Exercise aim = Transcribe verbatim the passage of the article on rat bait poisoning in dogs that lies between "Jan 11 2017" and "are totally different.", inclusive.

Document section =
* * * * * * *

Jan 11 2017

Rat Bait Poisoning in Dogs

By: Dr. Dorrie Jordan, DVM

Rat bait poisoning in dogs is a common occurrence, especially in a rural or semi rural area. Most people tend to think of warfarin type baits, which cause spontaneous bleeding due to interference with the clotting mechanism in the body. However, this form of poison is becoming less common and another type of toxin, bromethalin, which causes nervous system problems, is taking over. Bromethalin type baits may look very similar to the old warfarin type, but treatment and symptoms are totally different.

Bromethalin can cause toxic symptoms in quite low doses and symptoms can occur within hours to several days, depending on how much is ingested. Bromethalin works by causing an increase of sodium within the cells of the nervous system and that leads to fluid accumulation within the brain and spinal cord. Clinical signs depend on the amount ingested, with large doses causing hyper excitability, muscle tremors and seizures. Lower doses cause more signs of paralysis, tremors, decreased mental awareness and eventually coma. Once clinical signs are seen, treatment is not very effective and most cases are fatal.

* * * * * * *

Exercise data =

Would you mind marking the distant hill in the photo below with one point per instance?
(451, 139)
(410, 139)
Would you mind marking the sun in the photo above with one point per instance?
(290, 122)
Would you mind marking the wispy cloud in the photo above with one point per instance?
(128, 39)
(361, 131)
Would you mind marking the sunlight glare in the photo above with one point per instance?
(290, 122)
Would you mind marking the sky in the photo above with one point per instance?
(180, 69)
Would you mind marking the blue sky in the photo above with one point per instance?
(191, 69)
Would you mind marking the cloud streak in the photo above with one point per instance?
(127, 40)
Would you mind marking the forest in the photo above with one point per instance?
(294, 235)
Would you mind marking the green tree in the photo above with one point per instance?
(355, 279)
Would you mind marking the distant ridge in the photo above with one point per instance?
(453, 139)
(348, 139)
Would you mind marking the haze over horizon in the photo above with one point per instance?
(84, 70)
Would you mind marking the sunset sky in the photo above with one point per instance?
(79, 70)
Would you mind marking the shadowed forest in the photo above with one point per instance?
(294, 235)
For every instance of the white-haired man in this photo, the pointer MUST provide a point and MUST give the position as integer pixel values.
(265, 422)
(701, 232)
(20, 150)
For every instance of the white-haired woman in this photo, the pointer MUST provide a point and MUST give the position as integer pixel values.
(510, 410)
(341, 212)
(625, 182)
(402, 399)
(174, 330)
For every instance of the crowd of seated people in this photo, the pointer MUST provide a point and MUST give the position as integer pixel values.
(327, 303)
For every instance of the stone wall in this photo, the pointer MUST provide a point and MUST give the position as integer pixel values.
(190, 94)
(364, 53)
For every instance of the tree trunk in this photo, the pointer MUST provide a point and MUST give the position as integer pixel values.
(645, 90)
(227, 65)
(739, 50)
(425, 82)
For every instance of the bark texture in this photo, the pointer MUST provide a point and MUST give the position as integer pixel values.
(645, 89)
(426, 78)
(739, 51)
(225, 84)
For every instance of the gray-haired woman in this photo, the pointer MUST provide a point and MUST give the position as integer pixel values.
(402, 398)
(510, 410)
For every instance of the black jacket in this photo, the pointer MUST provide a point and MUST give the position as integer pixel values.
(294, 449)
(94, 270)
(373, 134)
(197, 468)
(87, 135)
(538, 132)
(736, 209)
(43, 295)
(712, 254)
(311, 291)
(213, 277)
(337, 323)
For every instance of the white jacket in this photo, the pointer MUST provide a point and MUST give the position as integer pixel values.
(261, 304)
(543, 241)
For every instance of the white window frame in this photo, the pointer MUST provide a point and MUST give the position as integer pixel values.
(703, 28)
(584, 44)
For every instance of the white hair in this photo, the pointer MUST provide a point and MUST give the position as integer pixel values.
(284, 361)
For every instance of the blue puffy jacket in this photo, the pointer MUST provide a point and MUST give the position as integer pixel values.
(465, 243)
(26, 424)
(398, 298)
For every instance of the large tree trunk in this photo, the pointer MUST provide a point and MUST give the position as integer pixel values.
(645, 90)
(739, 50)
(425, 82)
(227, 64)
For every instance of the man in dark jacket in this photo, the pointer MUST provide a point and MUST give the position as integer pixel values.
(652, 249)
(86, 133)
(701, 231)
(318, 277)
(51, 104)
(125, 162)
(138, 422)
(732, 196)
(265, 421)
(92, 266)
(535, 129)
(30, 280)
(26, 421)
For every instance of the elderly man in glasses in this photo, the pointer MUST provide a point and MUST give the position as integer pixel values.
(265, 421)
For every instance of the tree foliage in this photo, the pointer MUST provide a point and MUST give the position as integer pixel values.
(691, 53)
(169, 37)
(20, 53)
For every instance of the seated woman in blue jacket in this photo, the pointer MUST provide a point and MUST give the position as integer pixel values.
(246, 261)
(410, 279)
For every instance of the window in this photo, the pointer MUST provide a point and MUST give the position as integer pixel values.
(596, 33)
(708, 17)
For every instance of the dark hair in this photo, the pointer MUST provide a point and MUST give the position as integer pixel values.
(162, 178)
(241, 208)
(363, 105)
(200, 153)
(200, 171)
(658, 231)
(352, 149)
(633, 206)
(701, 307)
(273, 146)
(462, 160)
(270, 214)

* * * * * * *

Answer =
Jan 11 2017

Rat Bait Poisoning in Dogs

By: Dr. Dorrie Jordan, DVM

Rat bait poisoning in dogs is a common occurrence, especially in a rural or semi rural area. Most people tend to think of warfarin type baits, which cause spontaneous bleeding due to interference with the clotting mechanism in the body. However, this form of poison is becoming less common and another type of toxin, bromethalin, which causes nervous system problems, is taking over. Bromethalin type baits may look very similar to the old warfarin type, but treatment and symptoms are totally different.